TO DO: Return all records exactly. Nothing may be added.

(Beginning of DATASET RECORDS)

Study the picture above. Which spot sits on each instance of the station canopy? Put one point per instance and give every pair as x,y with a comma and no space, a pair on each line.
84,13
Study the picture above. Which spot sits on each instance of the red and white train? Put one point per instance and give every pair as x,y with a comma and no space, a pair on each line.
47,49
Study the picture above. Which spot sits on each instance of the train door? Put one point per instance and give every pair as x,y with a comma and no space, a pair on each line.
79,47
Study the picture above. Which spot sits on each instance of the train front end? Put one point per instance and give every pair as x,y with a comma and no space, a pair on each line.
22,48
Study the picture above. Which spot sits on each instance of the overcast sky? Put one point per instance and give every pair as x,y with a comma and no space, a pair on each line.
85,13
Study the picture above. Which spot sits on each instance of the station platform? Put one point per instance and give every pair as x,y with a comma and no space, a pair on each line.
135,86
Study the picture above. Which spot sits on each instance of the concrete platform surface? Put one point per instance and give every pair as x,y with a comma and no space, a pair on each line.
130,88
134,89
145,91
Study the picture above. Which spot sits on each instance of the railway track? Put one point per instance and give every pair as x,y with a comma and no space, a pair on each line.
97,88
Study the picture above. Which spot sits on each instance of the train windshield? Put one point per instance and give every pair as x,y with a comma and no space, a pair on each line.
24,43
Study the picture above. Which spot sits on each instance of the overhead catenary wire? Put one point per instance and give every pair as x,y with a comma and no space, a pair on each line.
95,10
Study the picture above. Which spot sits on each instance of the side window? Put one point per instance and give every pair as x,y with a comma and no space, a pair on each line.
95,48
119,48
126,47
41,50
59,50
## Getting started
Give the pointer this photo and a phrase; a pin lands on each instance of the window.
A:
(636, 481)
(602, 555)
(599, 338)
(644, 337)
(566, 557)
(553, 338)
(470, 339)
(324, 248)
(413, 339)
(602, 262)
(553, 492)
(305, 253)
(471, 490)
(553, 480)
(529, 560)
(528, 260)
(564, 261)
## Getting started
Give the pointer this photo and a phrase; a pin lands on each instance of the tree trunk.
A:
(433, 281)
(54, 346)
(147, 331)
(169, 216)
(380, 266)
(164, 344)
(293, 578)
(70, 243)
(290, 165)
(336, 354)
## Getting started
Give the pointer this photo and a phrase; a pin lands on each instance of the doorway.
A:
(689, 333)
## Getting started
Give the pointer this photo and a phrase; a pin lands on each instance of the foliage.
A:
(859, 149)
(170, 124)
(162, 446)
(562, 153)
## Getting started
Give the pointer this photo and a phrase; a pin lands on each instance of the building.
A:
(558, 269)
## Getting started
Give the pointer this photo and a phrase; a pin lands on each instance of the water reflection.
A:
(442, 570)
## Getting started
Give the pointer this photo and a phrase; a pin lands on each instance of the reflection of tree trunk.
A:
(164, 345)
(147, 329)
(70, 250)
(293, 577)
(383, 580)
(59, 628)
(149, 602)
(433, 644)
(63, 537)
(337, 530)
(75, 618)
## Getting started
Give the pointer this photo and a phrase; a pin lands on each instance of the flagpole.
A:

(End of DATASET RECORDS)

EXERCISE SOLUTION:
Study the picture above. Which spot sits on each instance of the station canopy? Put one point per instance and give every pair as x,y with a comma and no space, a pair on each line.
84,13
Study the picture above. Which spot sits on each instance of the red and white train? Put one point per instance and give every pair as x,y with a comma and no space, a pair on each line.
47,49
Study the picture above. Which spot sits on each instance of the train door? Put one point per instance and give every pair as x,y with a comma and no space, a pair on each line.
79,47
Study the picture above. Which spot sits on each instance of the train front end? Put one point per instance and give every pair as x,y with a comma and no space, a pair on each line.
22,48
Study the picture above. Which spot sits on each instance of the overcast sky? Put one point per instance and give every pair as x,y with a comma and no space, a pair on each line.
85,13
Study the picture above. Which spot sits on each instance of the station platform? Put one point per instance and give every pair as x,y with a comma and no space, a pair on each line.
135,86
Study the picture above. Which spot sits on each instance of the concrete platform surface? Put one point per instance and give every pair as x,y with a comma and no space, a pair on each line.
130,88
134,89
145,91
Study the picture above. Which spot sits on each instance of the railway track? Put one point per instance and give every pair as x,y with a comma and no space, a pair on each line.
97,88
Study the picture above. Which spot sits on each instance of the train windshield? Put one point per instance and give every pair as x,y with a comma and no space, a pair on each line.
24,43
Study the picture above. Which spot sits on each instance of the overhead catenary wire? Put one point per instance and give every pair as x,y with a comma and no space, a pair on each line.
95,10
Study the picture above. Which spot sits on each instance of the side window? Put one point per instance and give every pair as x,y with a comma and no space, a pair on each line.
95,48
119,48
126,47
41,50
59,50
## Getting started
Give the pointer this photo and a phrase; a pin lands on each instance of the window.
A:
(636, 481)
(602, 555)
(599, 338)
(644, 337)
(566, 557)
(553, 338)
(470, 339)
(324, 248)
(413, 339)
(602, 262)
(553, 492)
(305, 253)
(471, 490)
(553, 480)
(529, 560)
(528, 260)
(564, 261)
## Getting started
Give the pointer this photo and a phrase; a pin lands on each instance of the tree trunk.
A:
(433, 281)
(54, 346)
(147, 331)
(169, 216)
(380, 266)
(164, 344)
(293, 578)
(70, 243)
(290, 165)
(336, 354)
## Getting started
Give the pointer this photo and a phrase; a pin lands on each instance of the doorway.
A:
(689, 333)
## Getting started
Give the pointer this photo and a phrase; a pin lands on each instance of the foliage.
A:
(859, 149)
(170, 124)
(162, 446)
(562, 153)
## Getting started
Give the pointer this photo and a phrase; a pin lands on each instance of the building.
A:
(558, 269)
## Getting started
Give the pointer this photo and a phrase; a pin lands on each instance of the water reflection.
A:
(442, 570)
## Getting started
Give the pointer this photo and a phrase; a pin lands on each instance of the reflection of tree trunk.
A:
(164, 345)
(147, 329)
(70, 250)
(293, 577)
(383, 580)
(59, 628)
(149, 602)
(433, 644)
(63, 537)
(337, 530)
(75, 618)
## Getting started
Give the pointer this photo and a phrase; a pin lands on each instance of the flagpole.
A:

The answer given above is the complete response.